In the years before the Trump Tower Batumi deal, B.T.A. Bank became entangled in a spectacular crime. Mukhtar Ablyazov, the bank’s chairman, was a prominent figure in Kazakhstan, and not just because he was a billionaire. He was one of the leading sponsors of a political party opposed to President Nazarbayev. In 2009, when Nazarbayev signalled a desire to seize control of B.T.A. Bank, Ablyazov fled the country for London—taking billions of dollars in bank funds with him. He accomplished this with a diffuse scheme: dozens of offshore companies under his control received loans from B.T.A., and none of the loans were paid back.

[Records from a dataset]

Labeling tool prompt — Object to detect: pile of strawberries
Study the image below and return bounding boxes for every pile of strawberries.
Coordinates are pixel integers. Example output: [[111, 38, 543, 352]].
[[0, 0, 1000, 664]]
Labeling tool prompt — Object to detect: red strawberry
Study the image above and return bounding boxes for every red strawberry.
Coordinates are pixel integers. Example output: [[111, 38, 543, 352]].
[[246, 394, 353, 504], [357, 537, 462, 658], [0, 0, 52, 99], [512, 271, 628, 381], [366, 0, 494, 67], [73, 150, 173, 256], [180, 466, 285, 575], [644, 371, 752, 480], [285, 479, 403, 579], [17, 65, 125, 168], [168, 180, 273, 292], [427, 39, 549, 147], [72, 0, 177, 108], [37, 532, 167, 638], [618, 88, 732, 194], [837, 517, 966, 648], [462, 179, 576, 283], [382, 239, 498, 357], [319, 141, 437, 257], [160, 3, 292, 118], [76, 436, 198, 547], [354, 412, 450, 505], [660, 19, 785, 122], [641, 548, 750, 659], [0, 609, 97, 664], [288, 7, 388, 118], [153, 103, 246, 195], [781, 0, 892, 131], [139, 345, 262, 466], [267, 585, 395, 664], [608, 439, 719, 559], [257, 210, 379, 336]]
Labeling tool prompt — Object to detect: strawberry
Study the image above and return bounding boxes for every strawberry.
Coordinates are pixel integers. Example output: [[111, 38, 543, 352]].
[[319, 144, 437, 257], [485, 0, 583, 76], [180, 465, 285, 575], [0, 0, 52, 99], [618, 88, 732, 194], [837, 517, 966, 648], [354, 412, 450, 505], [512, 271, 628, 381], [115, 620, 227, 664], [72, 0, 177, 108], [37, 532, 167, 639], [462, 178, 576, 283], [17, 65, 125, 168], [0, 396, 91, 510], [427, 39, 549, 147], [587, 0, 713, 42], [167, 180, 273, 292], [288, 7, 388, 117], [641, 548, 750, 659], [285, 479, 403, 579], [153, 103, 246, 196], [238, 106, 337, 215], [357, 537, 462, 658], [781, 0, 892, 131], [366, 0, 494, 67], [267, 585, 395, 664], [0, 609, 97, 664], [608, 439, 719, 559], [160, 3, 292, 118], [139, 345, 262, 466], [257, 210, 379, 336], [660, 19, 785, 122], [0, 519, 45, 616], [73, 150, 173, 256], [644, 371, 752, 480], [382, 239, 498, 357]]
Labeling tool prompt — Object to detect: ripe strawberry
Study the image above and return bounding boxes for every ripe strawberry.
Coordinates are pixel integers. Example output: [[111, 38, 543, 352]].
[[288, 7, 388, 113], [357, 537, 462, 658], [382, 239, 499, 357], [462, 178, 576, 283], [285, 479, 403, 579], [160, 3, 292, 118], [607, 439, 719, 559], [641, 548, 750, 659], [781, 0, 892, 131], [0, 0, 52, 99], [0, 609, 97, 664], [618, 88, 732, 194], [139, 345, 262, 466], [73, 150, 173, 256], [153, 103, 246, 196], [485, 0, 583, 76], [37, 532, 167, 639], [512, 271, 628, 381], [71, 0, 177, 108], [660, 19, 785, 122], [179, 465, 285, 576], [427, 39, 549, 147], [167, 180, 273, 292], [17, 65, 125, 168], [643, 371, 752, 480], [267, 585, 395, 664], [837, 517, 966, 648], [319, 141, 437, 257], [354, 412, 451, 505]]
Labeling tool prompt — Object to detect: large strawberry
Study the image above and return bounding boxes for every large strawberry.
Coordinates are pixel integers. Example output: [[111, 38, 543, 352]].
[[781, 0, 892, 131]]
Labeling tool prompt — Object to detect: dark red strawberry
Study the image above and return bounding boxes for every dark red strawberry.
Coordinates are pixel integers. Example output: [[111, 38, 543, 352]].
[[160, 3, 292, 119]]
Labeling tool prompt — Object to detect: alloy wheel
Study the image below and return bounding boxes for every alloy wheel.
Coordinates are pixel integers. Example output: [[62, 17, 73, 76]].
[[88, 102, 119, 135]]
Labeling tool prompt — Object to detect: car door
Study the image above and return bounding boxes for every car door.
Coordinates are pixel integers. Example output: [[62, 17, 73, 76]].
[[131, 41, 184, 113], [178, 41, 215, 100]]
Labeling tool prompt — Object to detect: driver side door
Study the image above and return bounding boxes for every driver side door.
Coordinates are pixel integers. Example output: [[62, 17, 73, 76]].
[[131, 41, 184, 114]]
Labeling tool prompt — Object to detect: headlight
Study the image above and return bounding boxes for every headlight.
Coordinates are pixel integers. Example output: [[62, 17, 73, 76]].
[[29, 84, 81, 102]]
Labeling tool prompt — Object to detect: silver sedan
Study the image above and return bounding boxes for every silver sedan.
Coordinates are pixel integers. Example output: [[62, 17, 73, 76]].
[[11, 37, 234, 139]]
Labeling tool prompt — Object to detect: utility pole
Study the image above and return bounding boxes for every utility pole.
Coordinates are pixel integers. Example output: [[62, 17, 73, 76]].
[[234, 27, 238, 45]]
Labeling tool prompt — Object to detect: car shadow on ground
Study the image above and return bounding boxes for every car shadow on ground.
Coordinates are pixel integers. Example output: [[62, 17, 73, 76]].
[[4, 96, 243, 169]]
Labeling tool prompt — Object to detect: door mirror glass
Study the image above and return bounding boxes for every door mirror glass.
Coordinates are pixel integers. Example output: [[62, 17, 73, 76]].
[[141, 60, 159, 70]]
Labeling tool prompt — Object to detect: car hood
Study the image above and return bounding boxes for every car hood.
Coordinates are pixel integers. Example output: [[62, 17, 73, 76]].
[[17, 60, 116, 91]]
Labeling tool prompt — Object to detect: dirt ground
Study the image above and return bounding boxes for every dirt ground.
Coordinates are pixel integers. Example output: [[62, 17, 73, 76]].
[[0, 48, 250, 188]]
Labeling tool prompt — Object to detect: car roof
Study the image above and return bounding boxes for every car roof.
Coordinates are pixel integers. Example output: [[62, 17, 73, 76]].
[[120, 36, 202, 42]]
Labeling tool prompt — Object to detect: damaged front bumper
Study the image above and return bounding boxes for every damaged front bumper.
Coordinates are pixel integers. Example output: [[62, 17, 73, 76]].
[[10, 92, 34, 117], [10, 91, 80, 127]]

• _Written instruction A_: Could you update the passage on B.T.A. Bank by giving everything from "In the years" down to "were paid back." with "chairman" changed to "board chair"?
• _Written instruction B_: How would you write what comes next in the passage about Mukhtar Ablyazov and B.T.A. Bank, picking up after its final sentence?

• _Response A_:
In the years before the Trump Tower Batumi deal, B.T.A. Bank became entangled in a spectacular crime. Mukhtar Ablyazov, the bank’s board chair, was a prominent figure in Kazakhstan, and not just because he was a billionaire. He was one of the leading sponsors of a political party opposed to President Nazarbayev. In 2009, when Nazarbayev signalled a desire to seize control of B.T.A. Bank, Ablyazov fled the country for London—taking billions of dollars in bank funds with him. He accomplished this with a diffuse scheme: dozens of offshore companies under his control received loans from B.T.A., and none of the loans were paid back.

• _Response B_:
In 2010, when a Trump Organization executive, Michael Cohen, began negotiating with the Silk Road Group about licensing Trump’s name for the Batumi tower, Ablyazov was facing eleven lawsuits in the U.K. The Kazakh government, which had indeed seized control of B.T.A. Bank, had sued him to reclaim ten billion dollars that he had allegedly siphoned out of the country. The Financial Times covered the case extensively, as did the Times, which described “a scheme by B.T.A.’s former chairman, Mukhtar Ablyazov, to direct between $8 billion and $12 billion worth of B.T.A. loans—about half of the bank’s loan book—to companies that he secretly controlled.” The article noted that Ablyazov was renting “a 15,000-square-foot mansion” in London.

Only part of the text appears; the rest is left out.